■ **Problem to work on**: Rewrite the lines below as a numbered list, leaving out any blank lines.

■ **Data lines**:
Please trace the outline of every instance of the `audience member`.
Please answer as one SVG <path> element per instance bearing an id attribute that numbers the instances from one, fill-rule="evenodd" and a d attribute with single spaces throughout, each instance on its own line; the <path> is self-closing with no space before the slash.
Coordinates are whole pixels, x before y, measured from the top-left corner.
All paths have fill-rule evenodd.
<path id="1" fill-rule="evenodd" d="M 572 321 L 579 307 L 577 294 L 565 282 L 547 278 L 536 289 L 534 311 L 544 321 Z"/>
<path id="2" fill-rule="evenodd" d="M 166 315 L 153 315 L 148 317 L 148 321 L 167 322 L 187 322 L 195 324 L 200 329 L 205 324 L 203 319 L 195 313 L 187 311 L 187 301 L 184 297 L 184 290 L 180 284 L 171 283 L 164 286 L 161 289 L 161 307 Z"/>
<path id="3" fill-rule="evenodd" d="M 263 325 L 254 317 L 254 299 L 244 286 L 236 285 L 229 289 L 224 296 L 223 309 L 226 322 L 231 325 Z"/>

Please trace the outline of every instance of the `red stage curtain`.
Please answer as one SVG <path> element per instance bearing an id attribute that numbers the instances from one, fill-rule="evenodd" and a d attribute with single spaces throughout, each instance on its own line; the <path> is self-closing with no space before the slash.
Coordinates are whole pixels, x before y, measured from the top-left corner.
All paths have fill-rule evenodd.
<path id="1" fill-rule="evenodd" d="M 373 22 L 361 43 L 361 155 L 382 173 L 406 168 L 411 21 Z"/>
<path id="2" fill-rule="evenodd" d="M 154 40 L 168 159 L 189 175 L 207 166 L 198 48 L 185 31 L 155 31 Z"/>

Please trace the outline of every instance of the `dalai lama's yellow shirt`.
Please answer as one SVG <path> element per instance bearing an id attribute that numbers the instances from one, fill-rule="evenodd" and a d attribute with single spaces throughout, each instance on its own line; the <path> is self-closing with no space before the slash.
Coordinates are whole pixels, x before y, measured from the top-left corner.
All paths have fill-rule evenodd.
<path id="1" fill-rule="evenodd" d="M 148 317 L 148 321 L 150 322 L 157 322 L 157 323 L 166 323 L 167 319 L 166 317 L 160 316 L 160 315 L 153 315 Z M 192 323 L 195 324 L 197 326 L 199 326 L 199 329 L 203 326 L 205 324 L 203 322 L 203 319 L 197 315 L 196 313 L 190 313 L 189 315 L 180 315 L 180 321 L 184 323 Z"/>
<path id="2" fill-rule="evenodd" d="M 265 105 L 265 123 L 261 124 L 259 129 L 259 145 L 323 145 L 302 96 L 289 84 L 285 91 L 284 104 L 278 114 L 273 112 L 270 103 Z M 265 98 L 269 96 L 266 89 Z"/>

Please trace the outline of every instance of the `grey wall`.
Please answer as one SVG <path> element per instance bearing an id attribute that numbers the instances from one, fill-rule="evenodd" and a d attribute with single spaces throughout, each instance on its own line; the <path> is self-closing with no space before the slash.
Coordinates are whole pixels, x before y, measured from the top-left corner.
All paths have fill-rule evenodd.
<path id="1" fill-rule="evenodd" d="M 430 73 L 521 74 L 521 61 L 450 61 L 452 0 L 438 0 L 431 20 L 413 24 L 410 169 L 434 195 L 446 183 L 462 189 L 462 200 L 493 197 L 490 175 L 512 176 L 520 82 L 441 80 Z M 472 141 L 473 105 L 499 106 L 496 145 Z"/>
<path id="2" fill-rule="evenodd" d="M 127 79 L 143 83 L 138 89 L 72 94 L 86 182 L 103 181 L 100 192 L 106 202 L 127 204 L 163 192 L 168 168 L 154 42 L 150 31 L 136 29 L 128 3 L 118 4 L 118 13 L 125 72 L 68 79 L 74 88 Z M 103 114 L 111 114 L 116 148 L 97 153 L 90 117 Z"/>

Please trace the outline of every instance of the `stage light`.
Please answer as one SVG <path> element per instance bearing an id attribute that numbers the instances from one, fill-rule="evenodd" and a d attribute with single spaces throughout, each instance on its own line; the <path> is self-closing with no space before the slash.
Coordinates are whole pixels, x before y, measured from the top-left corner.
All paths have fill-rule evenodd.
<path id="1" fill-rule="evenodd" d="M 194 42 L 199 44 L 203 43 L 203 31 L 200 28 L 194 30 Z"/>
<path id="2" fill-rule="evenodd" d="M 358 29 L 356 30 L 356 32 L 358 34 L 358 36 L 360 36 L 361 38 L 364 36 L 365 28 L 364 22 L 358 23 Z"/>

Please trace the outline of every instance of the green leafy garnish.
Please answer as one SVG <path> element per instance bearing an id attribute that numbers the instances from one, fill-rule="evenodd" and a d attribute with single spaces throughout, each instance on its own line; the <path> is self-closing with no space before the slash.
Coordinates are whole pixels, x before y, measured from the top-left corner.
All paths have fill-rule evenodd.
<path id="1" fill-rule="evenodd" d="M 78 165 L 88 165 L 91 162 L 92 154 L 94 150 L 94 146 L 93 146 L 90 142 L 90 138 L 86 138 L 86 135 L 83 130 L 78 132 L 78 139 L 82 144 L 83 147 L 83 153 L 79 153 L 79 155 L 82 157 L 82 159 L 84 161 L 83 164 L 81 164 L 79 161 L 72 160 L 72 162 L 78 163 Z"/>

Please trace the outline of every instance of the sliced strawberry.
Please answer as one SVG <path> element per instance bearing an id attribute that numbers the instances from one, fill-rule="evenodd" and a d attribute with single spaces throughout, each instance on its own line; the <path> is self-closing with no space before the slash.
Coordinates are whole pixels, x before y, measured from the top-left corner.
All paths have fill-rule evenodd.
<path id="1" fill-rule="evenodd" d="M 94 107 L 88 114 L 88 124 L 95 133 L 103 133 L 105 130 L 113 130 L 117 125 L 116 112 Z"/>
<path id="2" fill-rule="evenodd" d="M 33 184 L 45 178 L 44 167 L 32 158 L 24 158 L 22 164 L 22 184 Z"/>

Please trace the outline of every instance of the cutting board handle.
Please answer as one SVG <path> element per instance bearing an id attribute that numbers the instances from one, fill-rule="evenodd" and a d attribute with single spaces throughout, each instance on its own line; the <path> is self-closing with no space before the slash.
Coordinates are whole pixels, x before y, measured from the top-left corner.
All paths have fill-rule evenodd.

■ **Exercise result**:
1. Please trace the outline of every instance of the `audience member`.
2. Please answer as one SVG <path> element per instance bearing an id attribute that numbers the instances from one, fill-rule="evenodd" and a d attribute with single spaces throughout, each instance on its own line; the <path> is self-closing with no space before the slash.
3. Coordinates are whole pixels, x before y, measured from the top-left corner.
4. All paths have fill-rule evenodd.
5. <path id="1" fill-rule="evenodd" d="M 572 321 L 579 307 L 577 294 L 565 282 L 547 278 L 536 289 L 534 311 L 544 321 Z"/>
6. <path id="2" fill-rule="evenodd" d="M 166 315 L 153 315 L 148 317 L 148 321 L 167 322 L 187 322 L 195 324 L 200 329 L 205 324 L 203 319 L 195 313 L 187 311 L 187 301 L 184 297 L 184 290 L 180 284 L 171 283 L 164 286 L 161 289 L 161 307 Z"/>
7. <path id="3" fill-rule="evenodd" d="M 263 325 L 254 317 L 254 299 L 244 286 L 236 285 L 229 289 L 224 296 L 223 309 L 226 322 L 231 325 Z"/>
8. Please trace the outline of every instance of the `red stage curtain`.
9. Please answer as one SVG <path> element per instance bearing an id attribute that numbers the instances from one, fill-rule="evenodd" and a d attribute with single spaces throughout, each instance on its own line; the <path> is self-closing with no space before the slash.
10. Coordinates are whole pixels, x before y, measured from the top-left corner.
11. All paths have fill-rule evenodd.
12. <path id="1" fill-rule="evenodd" d="M 373 22 L 361 43 L 361 155 L 382 173 L 406 168 L 411 21 Z"/>
13. <path id="2" fill-rule="evenodd" d="M 154 40 L 168 159 L 189 175 L 207 166 L 198 48 L 185 31 L 155 31 Z"/>
14. Please trace the outline of every instance of the `dalai lama's yellow shirt`.
15. Please answer as one SVG <path> element per instance bearing an id attribute that numbers the instances from one, fill-rule="evenodd" and a d attribute with single spaces throughout, each instance on its own line; the <path> is self-closing with no space before the slash.
16. Coordinates are whole pixels, x before y, measured from the top-left corner.
17. All paths have fill-rule evenodd.
18. <path id="1" fill-rule="evenodd" d="M 148 317 L 148 321 L 150 322 L 157 322 L 157 323 L 166 323 L 167 319 L 166 317 L 160 316 L 160 315 L 153 315 Z M 192 323 L 195 324 L 197 326 L 199 326 L 199 329 L 203 326 L 205 324 L 203 322 L 203 319 L 197 315 L 196 313 L 190 313 L 189 315 L 180 315 L 180 321 L 184 323 Z"/>
19. <path id="2" fill-rule="evenodd" d="M 265 105 L 265 123 L 261 124 L 259 129 L 259 145 L 323 145 L 302 96 L 289 84 L 285 91 L 284 104 L 278 114 L 273 112 L 270 103 Z M 265 98 L 269 96 L 266 89 Z"/>
20. Please trace the outline of every instance of the `grey wall`.
21. Please answer as one SVG <path> element per instance bearing an id attribute that numbers the instances from one, fill-rule="evenodd" and a d attribute with single spaces throughout, each instance on its own line; the <path> is self-closing with no space before the slash.
22. Coordinates are whole pixels, x before y, measured from the top-left corner.
23. All paths have fill-rule evenodd.
24. <path id="1" fill-rule="evenodd" d="M 430 73 L 521 74 L 521 61 L 450 61 L 452 0 L 438 0 L 431 20 L 413 24 L 410 169 L 434 195 L 446 183 L 462 189 L 462 200 L 493 197 L 490 175 L 512 176 L 520 82 L 441 80 Z M 472 141 L 473 105 L 499 106 L 496 145 Z"/>
25. <path id="2" fill-rule="evenodd" d="M 127 79 L 143 83 L 138 89 L 72 94 L 86 182 L 103 181 L 100 192 L 106 202 L 127 204 L 163 192 L 168 168 L 154 42 L 150 31 L 136 29 L 128 3 L 118 4 L 118 13 L 125 72 L 68 79 L 74 88 Z M 103 114 L 111 114 L 116 148 L 97 153 L 90 117 Z"/>
26. Please trace the outline of every instance of the `stage light`.
27. Please answer as one SVG <path> element per instance bearing an id attribute that numbers the instances from one, fill-rule="evenodd" and a d attribute with single spaces throughout, each instance on its own line; the <path> is self-closing with no space before the slash.
28. Coordinates are whole pixels, x before y, measured from the top-left corner.
29. All paths have fill-rule evenodd.
30. <path id="1" fill-rule="evenodd" d="M 194 42 L 199 44 L 203 43 L 203 31 L 200 28 L 194 30 Z"/>
31. <path id="2" fill-rule="evenodd" d="M 358 29 L 356 30 L 356 32 L 358 34 L 358 36 L 360 36 L 361 38 L 364 36 L 365 28 L 364 22 L 358 23 Z"/>
32. Please trace the outline of every instance of the green leafy garnish.
33. Please answer as one SVG <path> element per instance bearing an id attribute that numbers the instances from one, fill-rule="evenodd" and a d attribute with single spaces throughout, each instance on its own line; the <path> is self-closing with no space before the slash.
34. Coordinates are whole pixels, x before y, measured from the top-left corner.
35. All paths have fill-rule evenodd.
36. <path id="1" fill-rule="evenodd" d="M 78 165 L 88 165 L 91 162 L 92 154 L 94 150 L 94 146 L 93 146 L 90 142 L 90 138 L 86 138 L 86 135 L 83 130 L 78 132 L 78 139 L 82 144 L 83 147 L 83 153 L 79 153 L 79 155 L 82 157 L 82 159 L 84 161 L 83 164 L 81 164 L 79 161 L 72 160 L 72 162 L 78 163 Z"/>
37. Please trace the outline of every instance of the sliced strawberry.
38. Please answer as one SVG <path> element per instance bearing an id attribute that numbers the instances from one, fill-rule="evenodd" and a d attribute with single spaces throughout, each instance on its own line; the <path> is self-closing with no space before the slash.
39. Coordinates are whole pixels, x before y, measured from the top-left corner.
40. All paths have fill-rule evenodd.
41. <path id="1" fill-rule="evenodd" d="M 94 107 L 88 114 L 88 124 L 95 133 L 103 133 L 105 130 L 113 130 L 117 125 L 116 112 Z"/>
42. <path id="2" fill-rule="evenodd" d="M 33 184 L 45 178 L 44 167 L 32 158 L 24 158 L 22 164 L 22 184 Z"/>
43. Please trace the outline of every instance of the cutting board handle.
44. Please answer as one SVG <path> element per instance bearing an id attribute that numbers the instances from one, fill-rule="evenodd" and a d attribute with single spaces throughout, each instance on its own line; the <path> is self-closing with no space before the slash.
45. Coordinates are whole pixels, x before y, measured from the top-left corner.
46. All paths have fill-rule evenodd.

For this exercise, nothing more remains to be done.